───── Records supplied ─────

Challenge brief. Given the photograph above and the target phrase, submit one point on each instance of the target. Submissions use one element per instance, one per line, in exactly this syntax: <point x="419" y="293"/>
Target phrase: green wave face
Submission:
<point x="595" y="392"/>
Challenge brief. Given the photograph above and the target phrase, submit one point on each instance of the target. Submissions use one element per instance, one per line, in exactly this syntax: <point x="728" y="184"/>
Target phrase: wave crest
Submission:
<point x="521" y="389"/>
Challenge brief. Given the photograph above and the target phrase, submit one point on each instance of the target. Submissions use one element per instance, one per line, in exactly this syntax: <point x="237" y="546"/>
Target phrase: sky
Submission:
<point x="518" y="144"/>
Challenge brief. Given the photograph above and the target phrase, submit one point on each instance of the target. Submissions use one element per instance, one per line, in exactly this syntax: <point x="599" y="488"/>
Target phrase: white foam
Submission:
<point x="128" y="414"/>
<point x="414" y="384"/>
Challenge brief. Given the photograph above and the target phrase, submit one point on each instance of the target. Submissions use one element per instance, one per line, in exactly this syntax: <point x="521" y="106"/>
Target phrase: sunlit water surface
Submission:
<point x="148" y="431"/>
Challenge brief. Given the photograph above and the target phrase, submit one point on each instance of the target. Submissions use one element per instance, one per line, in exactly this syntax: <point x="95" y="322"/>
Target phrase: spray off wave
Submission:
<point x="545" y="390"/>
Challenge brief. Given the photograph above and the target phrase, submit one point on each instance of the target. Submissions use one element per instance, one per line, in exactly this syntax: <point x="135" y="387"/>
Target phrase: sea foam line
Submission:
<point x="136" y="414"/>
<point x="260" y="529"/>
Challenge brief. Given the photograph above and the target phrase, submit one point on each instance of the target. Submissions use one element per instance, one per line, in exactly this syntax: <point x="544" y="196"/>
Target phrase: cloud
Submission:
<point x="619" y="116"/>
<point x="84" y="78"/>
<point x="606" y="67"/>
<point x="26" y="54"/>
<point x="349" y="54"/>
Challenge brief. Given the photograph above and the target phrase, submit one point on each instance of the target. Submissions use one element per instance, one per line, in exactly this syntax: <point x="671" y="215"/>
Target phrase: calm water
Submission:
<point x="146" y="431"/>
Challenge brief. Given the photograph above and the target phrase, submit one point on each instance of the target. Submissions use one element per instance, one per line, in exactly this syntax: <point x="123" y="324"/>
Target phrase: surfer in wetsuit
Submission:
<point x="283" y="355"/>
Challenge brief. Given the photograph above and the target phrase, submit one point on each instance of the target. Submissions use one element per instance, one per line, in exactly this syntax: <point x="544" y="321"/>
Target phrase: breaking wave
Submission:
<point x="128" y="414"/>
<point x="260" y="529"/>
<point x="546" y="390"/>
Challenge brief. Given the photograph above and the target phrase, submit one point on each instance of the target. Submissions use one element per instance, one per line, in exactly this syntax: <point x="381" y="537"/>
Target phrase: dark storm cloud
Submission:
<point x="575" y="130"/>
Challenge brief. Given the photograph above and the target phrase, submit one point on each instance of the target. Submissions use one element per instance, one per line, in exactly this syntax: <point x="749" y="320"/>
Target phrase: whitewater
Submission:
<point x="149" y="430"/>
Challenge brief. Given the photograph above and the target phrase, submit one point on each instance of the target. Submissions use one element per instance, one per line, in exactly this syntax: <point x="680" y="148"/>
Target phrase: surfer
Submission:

─────

> [Objective]
Copy every record exactly, with nothing added or dropped.

> [Final answer]
Challenge brief. Given the photograph above and the target phrase, submit one point on each instance of the target. Submissions use one element per instance, one per line, in exactly this syntax: <point x="419" y="293"/>
Target phrase: green wave face
Submission:
<point x="595" y="392"/>
Challenge brief. Given the photograph above and the target phrase, submit one point on each instance of the target. Submissions use one element per instance, one per line, in exactly this syntax: <point x="728" y="184"/>
Target phrase: wave crest
Submission:
<point x="521" y="389"/>
Challenge brief. Given the photograph above and the target phrase, submit one point on each instance of the target. Submissions use one element per instance, one per line, in exactly this syntax: <point x="237" y="546"/>
Target phrase: sky
Submission:
<point x="518" y="144"/>
Challenge brief. Given the photograph above and the target phrase, submit one point on each instance of the target. Submissions use one element per instance, one per line, in exactly this syntax: <point x="599" y="488"/>
Target phrase: white foam
Submission:
<point x="128" y="414"/>
<point x="414" y="384"/>
Challenge brief. Given the photograph above and the target phrase, submit one point on each instance of the target. Submissions use one element per instance, one per line, in exactly this syntax: <point x="521" y="106"/>
Target phrase: sunlit water surface
Submission:
<point x="148" y="431"/>
Challenge brief. Given the photograph above and the target phrase, submit one point on each instance of the target. Submissions use one element per instance, one per line, in exactly this syntax: <point x="95" y="322"/>
Target phrase: spray off wave
Submission:
<point x="545" y="390"/>
Challenge brief. Given the photograph above and the target phrase, submit one point on each instance of the target. Submissions use one element per instance, one per line, in exactly this syntax: <point x="135" y="387"/>
Target phrase: sea foam line
Submission:
<point x="136" y="414"/>
<point x="260" y="529"/>
Challenge brief. Given the photograph above and the target phrase, submit one point on each instance of the target. Submissions use one element per instance, one per line, in exactly this syntax: <point x="544" y="196"/>
Target phrase: cloud
Submission:
<point x="619" y="116"/>
<point x="84" y="78"/>
<point x="606" y="67"/>
<point x="26" y="54"/>
<point x="349" y="54"/>
Challenge brief. Given the photograph above and the target phrase, submit one point on each instance of the target. Submissions use one element per instance, one per line, in exactly this syntax: <point x="671" y="215"/>
Target phrase: calm water
Submission:
<point x="146" y="431"/>
Challenge brief. Given the photograph above and the target phrase, submit one point on each instance of the target. Submissions use one element per instance, one per line, in exactly this syntax: <point x="123" y="324"/>
Target phrase: surfer in wetsuit
Submission:
<point x="283" y="355"/>
Challenge brief. Given the photograph above and the target phrase, submit one point on each instance of the target. Submissions use one element per instance, one per line, in exactly this syntax: <point x="544" y="321"/>
Target phrase: breaking wave
Submission:
<point x="128" y="414"/>
<point x="260" y="529"/>
<point x="546" y="390"/>
Challenge brief. Given the photograph above and the target phrase, submit one point on each instance of the target. Submissions use one element per instance, one per line, in exactly this syntax: <point x="381" y="537"/>
Target phrase: dark storm cloud
Submission:
<point x="575" y="130"/>
Challenge brief. Given the photograph above and the target phrase, submit one point on each instance of the target. Submissions use one element per instance, one per line, in exactly this syntax: <point x="749" y="320"/>
Target phrase: whitewater
Submission:
<point x="149" y="430"/>
Challenge brief. Given the photograph above and the target phrase, submit one point on each instance of the target. Submissions use one element per instance, one per line, in exactly this syntax: <point x="680" y="148"/>
Target phrase: surfer
Submission:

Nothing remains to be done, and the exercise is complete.